■ **Exercise prompt**:
Put every line of the records below into a JSON list of strings, one string per line, and leave out any blank lines.

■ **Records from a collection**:
## start
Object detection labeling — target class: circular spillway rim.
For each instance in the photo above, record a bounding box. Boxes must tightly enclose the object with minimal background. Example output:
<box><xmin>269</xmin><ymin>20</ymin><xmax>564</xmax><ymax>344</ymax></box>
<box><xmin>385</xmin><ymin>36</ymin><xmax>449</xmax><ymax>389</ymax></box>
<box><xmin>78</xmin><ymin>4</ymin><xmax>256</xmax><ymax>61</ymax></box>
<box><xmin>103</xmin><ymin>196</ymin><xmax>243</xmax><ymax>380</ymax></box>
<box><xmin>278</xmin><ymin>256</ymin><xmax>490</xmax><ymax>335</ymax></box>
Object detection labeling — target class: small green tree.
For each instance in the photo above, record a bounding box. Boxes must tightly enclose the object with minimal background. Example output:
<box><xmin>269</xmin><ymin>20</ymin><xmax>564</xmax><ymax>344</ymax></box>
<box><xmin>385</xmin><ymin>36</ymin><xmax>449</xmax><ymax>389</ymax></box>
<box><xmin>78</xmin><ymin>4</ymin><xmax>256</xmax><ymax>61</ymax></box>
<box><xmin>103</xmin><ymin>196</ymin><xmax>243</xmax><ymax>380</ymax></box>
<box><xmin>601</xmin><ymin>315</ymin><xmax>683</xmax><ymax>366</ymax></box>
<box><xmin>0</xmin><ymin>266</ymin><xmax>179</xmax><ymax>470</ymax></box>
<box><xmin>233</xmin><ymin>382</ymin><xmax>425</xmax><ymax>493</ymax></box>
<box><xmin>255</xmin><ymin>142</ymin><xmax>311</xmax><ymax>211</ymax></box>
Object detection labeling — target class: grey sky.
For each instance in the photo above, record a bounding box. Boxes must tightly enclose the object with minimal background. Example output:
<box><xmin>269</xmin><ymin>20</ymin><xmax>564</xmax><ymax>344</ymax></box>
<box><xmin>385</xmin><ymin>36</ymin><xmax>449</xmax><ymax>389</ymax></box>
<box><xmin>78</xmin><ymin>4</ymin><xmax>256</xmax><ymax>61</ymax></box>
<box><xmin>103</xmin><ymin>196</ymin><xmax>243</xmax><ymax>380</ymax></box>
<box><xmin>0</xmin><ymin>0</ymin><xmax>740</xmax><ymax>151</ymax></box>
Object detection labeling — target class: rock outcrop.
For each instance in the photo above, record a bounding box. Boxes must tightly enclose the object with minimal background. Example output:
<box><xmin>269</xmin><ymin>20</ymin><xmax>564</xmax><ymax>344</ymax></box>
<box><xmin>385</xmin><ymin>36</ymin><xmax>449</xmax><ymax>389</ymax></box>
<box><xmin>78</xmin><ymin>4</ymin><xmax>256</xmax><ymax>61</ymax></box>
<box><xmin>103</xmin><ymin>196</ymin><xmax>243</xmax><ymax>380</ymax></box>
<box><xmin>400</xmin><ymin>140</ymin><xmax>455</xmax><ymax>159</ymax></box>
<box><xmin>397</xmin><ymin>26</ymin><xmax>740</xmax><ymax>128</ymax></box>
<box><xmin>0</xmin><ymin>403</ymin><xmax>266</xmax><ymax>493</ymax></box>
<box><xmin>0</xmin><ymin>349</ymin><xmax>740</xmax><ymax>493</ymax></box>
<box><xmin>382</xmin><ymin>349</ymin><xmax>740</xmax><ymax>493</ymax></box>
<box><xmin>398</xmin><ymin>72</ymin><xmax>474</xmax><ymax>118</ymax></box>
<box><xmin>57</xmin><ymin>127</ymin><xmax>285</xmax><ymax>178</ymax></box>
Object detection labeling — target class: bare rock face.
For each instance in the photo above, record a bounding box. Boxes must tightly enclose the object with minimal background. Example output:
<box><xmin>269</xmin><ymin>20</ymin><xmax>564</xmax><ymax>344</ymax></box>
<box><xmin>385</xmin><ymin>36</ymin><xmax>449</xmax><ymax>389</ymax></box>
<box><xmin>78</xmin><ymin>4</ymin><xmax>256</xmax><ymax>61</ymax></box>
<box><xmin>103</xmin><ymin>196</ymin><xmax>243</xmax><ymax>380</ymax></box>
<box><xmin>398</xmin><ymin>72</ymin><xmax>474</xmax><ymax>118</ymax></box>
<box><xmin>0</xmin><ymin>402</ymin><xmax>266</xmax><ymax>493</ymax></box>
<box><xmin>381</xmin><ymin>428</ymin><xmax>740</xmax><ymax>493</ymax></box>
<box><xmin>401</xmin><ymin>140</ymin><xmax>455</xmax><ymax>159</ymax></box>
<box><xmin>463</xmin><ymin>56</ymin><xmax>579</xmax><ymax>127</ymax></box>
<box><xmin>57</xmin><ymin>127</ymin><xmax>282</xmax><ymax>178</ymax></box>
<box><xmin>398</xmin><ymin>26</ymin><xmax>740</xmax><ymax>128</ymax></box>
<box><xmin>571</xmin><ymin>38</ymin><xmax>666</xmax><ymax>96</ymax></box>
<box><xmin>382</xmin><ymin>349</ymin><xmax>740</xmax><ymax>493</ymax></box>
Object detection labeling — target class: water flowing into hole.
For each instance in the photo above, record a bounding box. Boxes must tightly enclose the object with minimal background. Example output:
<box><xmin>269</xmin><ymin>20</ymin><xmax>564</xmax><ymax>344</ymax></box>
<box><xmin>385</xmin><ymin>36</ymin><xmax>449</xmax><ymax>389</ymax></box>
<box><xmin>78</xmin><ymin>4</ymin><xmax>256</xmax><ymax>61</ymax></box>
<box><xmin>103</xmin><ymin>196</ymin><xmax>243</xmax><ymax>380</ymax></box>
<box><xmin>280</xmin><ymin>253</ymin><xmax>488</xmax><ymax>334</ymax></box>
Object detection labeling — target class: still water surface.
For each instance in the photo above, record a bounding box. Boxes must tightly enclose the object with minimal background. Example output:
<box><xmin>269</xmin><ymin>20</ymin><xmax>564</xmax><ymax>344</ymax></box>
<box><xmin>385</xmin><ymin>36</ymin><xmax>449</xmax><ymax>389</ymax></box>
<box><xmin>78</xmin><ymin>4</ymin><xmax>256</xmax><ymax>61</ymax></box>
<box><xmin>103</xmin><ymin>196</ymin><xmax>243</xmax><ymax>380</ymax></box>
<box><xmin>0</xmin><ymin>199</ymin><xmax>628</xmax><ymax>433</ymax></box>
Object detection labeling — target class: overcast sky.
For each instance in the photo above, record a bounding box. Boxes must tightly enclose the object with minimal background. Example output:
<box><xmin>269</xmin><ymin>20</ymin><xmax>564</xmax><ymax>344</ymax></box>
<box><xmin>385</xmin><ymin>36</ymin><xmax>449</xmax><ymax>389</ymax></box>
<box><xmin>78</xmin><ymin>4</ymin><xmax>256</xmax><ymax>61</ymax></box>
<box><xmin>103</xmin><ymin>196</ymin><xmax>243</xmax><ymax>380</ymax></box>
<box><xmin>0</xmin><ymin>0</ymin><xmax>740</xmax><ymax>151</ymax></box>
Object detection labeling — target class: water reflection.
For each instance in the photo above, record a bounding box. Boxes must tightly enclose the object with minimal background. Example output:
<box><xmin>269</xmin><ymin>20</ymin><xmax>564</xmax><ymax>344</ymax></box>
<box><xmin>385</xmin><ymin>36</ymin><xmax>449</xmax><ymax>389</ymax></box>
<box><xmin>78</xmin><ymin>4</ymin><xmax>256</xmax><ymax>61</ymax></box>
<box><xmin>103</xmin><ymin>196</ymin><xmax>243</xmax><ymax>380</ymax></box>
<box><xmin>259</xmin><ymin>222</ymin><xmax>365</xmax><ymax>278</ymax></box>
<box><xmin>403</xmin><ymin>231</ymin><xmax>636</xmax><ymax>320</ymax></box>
## end
■ **Exercise output**:
[
  "Object detection labeling — target class: circular spillway rim.",
  "For each instance in the photo above, record a bounding box. Boxes must tightly enclose the object with minimal background. Example output:",
  "<box><xmin>269</xmin><ymin>20</ymin><xmax>564</xmax><ymax>344</ymax></box>",
  "<box><xmin>385</xmin><ymin>36</ymin><xmax>449</xmax><ymax>389</ymax></box>",
  "<box><xmin>78</xmin><ymin>4</ymin><xmax>256</xmax><ymax>61</ymax></box>",
  "<box><xmin>103</xmin><ymin>196</ymin><xmax>243</xmax><ymax>380</ymax></box>",
  "<box><xmin>278</xmin><ymin>256</ymin><xmax>490</xmax><ymax>335</ymax></box>",
  "Object detection labeling — target class: small green tree.",
  "For each instance in the photo above, record a bounding box. Boxes must tightly enclose the object with minimal background. Example output:",
  "<box><xmin>269</xmin><ymin>20</ymin><xmax>564</xmax><ymax>344</ymax></box>",
  "<box><xmin>385</xmin><ymin>36</ymin><xmax>449</xmax><ymax>389</ymax></box>",
  "<box><xmin>78</xmin><ymin>4</ymin><xmax>256</xmax><ymax>61</ymax></box>",
  "<box><xmin>103</xmin><ymin>196</ymin><xmax>243</xmax><ymax>380</ymax></box>",
  "<box><xmin>601</xmin><ymin>315</ymin><xmax>683</xmax><ymax>366</ymax></box>",
  "<box><xmin>0</xmin><ymin>266</ymin><xmax>179</xmax><ymax>470</ymax></box>",
  "<box><xmin>233</xmin><ymin>382</ymin><xmax>425</xmax><ymax>493</ymax></box>",
  "<box><xmin>255</xmin><ymin>142</ymin><xmax>311</xmax><ymax>211</ymax></box>",
  "Object detection labeling — target class: grey sky.",
  "For each instance in the photo above, record a bounding box. Boxes must tightly enclose the object with minimal background. Example output:",
  "<box><xmin>269</xmin><ymin>20</ymin><xmax>564</xmax><ymax>344</ymax></box>",
  "<box><xmin>385</xmin><ymin>36</ymin><xmax>449</xmax><ymax>389</ymax></box>",
  "<box><xmin>78</xmin><ymin>4</ymin><xmax>256</xmax><ymax>61</ymax></box>",
  "<box><xmin>103</xmin><ymin>196</ymin><xmax>243</xmax><ymax>380</ymax></box>",
  "<box><xmin>0</xmin><ymin>0</ymin><xmax>740</xmax><ymax>151</ymax></box>",
  "Object detection labeling — target class: rock outcrop.",
  "For each instance in the photo above, record a bounding box. Boxes must tightly enclose the object with minimal background. Example output:",
  "<box><xmin>269</xmin><ymin>20</ymin><xmax>564</xmax><ymax>344</ymax></box>",
  "<box><xmin>385</xmin><ymin>36</ymin><xmax>449</xmax><ymax>389</ymax></box>",
  "<box><xmin>78</xmin><ymin>4</ymin><xmax>256</xmax><ymax>61</ymax></box>",
  "<box><xmin>103</xmin><ymin>196</ymin><xmax>243</xmax><ymax>380</ymax></box>",
  "<box><xmin>400</xmin><ymin>140</ymin><xmax>455</xmax><ymax>159</ymax></box>",
  "<box><xmin>397</xmin><ymin>26</ymin><xmax>740</xmax><ymax>128</ymax></box>",
  "<box><xmin>0</xmin><ymin>403</ymin><xmax>266</xmax><ymax>493</ymax></box>",
  "<box><xmin>0</xmin><ymin>349</ymin><xmax>740</xmax><ymax>493</ymax></box>",
  "<box><xmin>382</xmin><ymin>349</ymin><xmax>740</xmax><ymax>493</ymax></box>",
  "<box><xmin>398</xmin><ymin>72</ymin><xmax>474</xmax><ymax>118</ymax></box>",
  "<box><xmin>57</xmin><ymin>127</ymin><xmax>285</xmax><ymax>178</ymax></box>",
  "Object detection labeling — target class: bare rock face.",
  "For each instance in the photo above, record a bounding box. Boxes must tightly enclose the object with minimal background. Example output:",
  "<box><xmin>269</xmin><ymin>20</ymin><xmax>564</xmax><ymax>344</ymax></box>",
  "<box><xmin>385</xmin><ymin>36</ymin><xmax>449</xmax><ymax>389</ymax></box>",
  "<box><xmin>78</xmin><ymin>4</ymin><xmax>256</xmax><ymax>61</ymax></box>",
  "<box><xmin>103</xmin><ymin>196</ymin><xmax>243</xmax><ymax>380</ymax></box>",
  "<box><xmin>398</xmin><ymin>72</ymin><xmax>474</xmax><ymax>118</ymax></box>",
  "<box><xmin>0</xmin><ymin>402</ymin><xmax>266</xmax><ymax>493</ymax></box>",
  "<box><xmin>381</xmin><ymin>428</ymin><xmax>740</xmax><ymax>493</ymax></box>",
  "<box><xmin>401</xmin><ymin>140</ymin><xmax>455</xmax><ymax>159</ymax></box>",
  "<box><xmin>463</xmin><ymin>56</ymin><xmax>579</xmax><ymax>127</ymax></box>",
  "<box><xmin>57</xmin><ymin>127</ymin><xmax>282</xmax><ymax>178</ymax></box>",
  "<box><xmin>398</xmin><ymin>26</ymin><xmax>740</xmax><ymax>128</ymax></box>",
  "<box><xmin>571</xmin><ymin>38</ymin><xmax>666</xmax><ymax>96</ymax></box>",
  "<box><xmin>382</xmin><ymin>349</ymin><xmax>740</xmax><ymax>493</ymax></box>",
  "Object detection labeling — target class: water flowing into hole.",
  "For each instance in the photo above, record a bounding box. Boxes must tightly enclose the object with minimal background. Example output:",
  "<box><xmin>269</xmin><ymin>20</ymin><xmax>564</xmax><ymax>344</ymax></box>",
  "<box><xmin>385</xmin><ymin>36</ymin><xmax>449</xmax><ymax>389</ymax></box>",
  "<box><xmin>78</xmin><ymin>4</ymin><xmax>256</xmax><ymax>61</ymax></box>",
  "<box><xmin>103</xmin><ymin>196</ymin><xmax>243</xmax><ymax>380</ymax></box>",
  "<box><xmin>280</xmin><ymin>253</ymin><xmax>488</xmax><ymax>334</ymax></box>",
  "Object detection labeling — target class: still water surface.",
  "For each instance in the photo above, record a bounding box. Boxes must tightly enclose the object with minimal background. Example output:",
  "<box><xmin>269</xmin><ymin>20</ymin><xmax>564</xmax><ymax>344</ymax></box>",
  "<box><xmin>385</xmin><ymin>36</ymin><xmax>449</xmax><ymax>389</ymax></box>",
  "<box><xmin>78</xmin><ymin>4</ymin><xmax>256</xmax><ymax>61</ymax></box>",
  "<box><xmin>103</xmin><ymin>196</ymin><xmax>243</xmax><ymax>380</ymax></box>",
  "<box><xmin>0</xmin><ymin>199</ymin><xmax>628</xmax><ymax>433</ymax></box>",
  "Object detection labeling — target class: overcast sky.",
  "For each instance in the photo above, record a bounding box. Boxes must tightly enclose the object with minimal background. Example output:",
  "<box><xmin>269</xmin><ymin>20</ymin><xmax>564</xmax><ymax>344</ymax></box>",
  "<box><xmin>385</xmin><ymin>36</ymin><xmax>449</xmax><ymax>389</ymax></box>",
  "<box><xmin>78</xmin><ymin>4</ymin><xmax>256</xmax><ymax>61</ymax></box>",
  "<box><xmin>103</xmin><ymin>196</ymin><xmax>243</xmax><ymax>380</ymax></box>",
  "<box><xmin>0</xmin><ymin>0</ymin><xmax>740</xmax><ymax>151</ymax></box>",
  "Object detection labeling — target class: water reflection.",
  "For each instance in the photo above, record a bounding box. Boxes must tightly enclose the object with minimal background. Example output:",
  "<box><xmin>269</xmin><ymin>20</ymin><xmax>564</xmax><ymax>344</ymax></box>",
  "<box><xmin>385</xmin><ymin>36</ymin><xmax>449</xmax><ymax>389</ymax></box>",
  "<box><xmin>78</xmin><ymin>4</ymin><xmax>256</xmax><ymax>61</ymax></box>",
  "<box><xmin>103</xmin><ymin>196</ymin><xmax>243</xmax><ymax>380</ymax></box>",
  "<box><xmin>259</xmin><ymin>222</ymin><xmax>365</xmax><ymax>278</ymax></box>",
  "<box><xmin>403</xmin><ymin>231</ymin><xmax>636</xmax><ymax>320</ymax></box>"
]